Texte fourni:
------------------------------------------------------------

Sur le plan sportif aussi, l’équation n’est pas simple. « C’est très dur pour la structure de pouvoir se retourner et de trouver quelqu’un qui peut remplacer ces joueuses-là », insiste l’entraîneur lorrain. Malgré la grande transparence qui existe entre les joueuses et le club, le timing de la grossesse ne peut pas se prévoir totalement. « A l’époque, Laura Glauser s’était entendue avec le président et avait fixé une temporalité pour tomber enceinte, afin d’être revenue à temps pour jouer l’Euro 2018 en France, se remémore-t-il pour franceinfo: sport. Durant l’été 2017, on avait travaillé sur des jokers médicaux, à trois reprises, on avait lancé des discussions mais qu’on avait dû interrompre car Laura n’était pas enceinte ». Finalement, la gardienne de but, deux jours avant la date butoir qu’elle s’était fixée, avait annoncé sa grossesse au club. « A ce moment-là, on avait perdu toutes nos pistes« , se souvient Emmanuel Mayonnade, qui ajoute que « le club aimerait faire encore plus sur ce terrain-là« .

Car permettre à ses joueuses, qui le désirent, d’avoir un enfant pendant leur carrière est un gage de sérénité, mais aussi d’engagement. « Quand elles reviennent de grossesse, les joueuses sont plus sereines et apportent cette sérénité au groupe, constate Thierry Weizman. Et elles manifestent aussi de la reconnaissance pour le club. C’est tout bénéfice pour l’équipe professionnelle d’avoir des joueuses qui ont eu cette expérience-là« , affirme-t-il.

------------------------------------------------------------

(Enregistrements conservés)
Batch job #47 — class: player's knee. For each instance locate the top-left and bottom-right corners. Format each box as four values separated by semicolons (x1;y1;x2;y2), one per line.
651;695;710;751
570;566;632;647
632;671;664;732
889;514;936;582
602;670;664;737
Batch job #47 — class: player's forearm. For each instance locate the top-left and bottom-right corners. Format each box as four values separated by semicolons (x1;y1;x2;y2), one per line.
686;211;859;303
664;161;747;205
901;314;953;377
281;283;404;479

------------------------------------------------------------

Rédigez la suite du texte sur la grossesse des joueuses en cours de carrière, en reprenant après sa dernière phrase. Les enregistrements ne jouent aucun rôle dans cet exercice.

Résultat:
« Avoir ma fille m’a pleinement comblée en tant que femme, et j’ai ensuite pu pleinement me concentrer sur ma carrière, avancer avec ma fille à mes côtés sans me préoccuper de mes désirs de maternité. Et elle m’aide à relativiser. »

Laura Glauser

en conférence de presse

A Metz, le président Weizman a pour projet de créer une crèche dans les Arènes et veut profiter de la trêve internationale pour évaluer la faisabilité et le budget. « Il faut voir si je peux louer une salle et embaucher du personnel compétent pour garder des nourrissons, sur des horaires assez complexes, peut-être deux heures le matin et deux heures le soir« . Il souhaite ainsi réparer une « inégalité assez incroyable » à ses yeux en permettant aux joueuses d’avoir leur enfant sur leur lieu de travail, « comme dans une grande entreprise qui propose une salle de sport, une garderie« .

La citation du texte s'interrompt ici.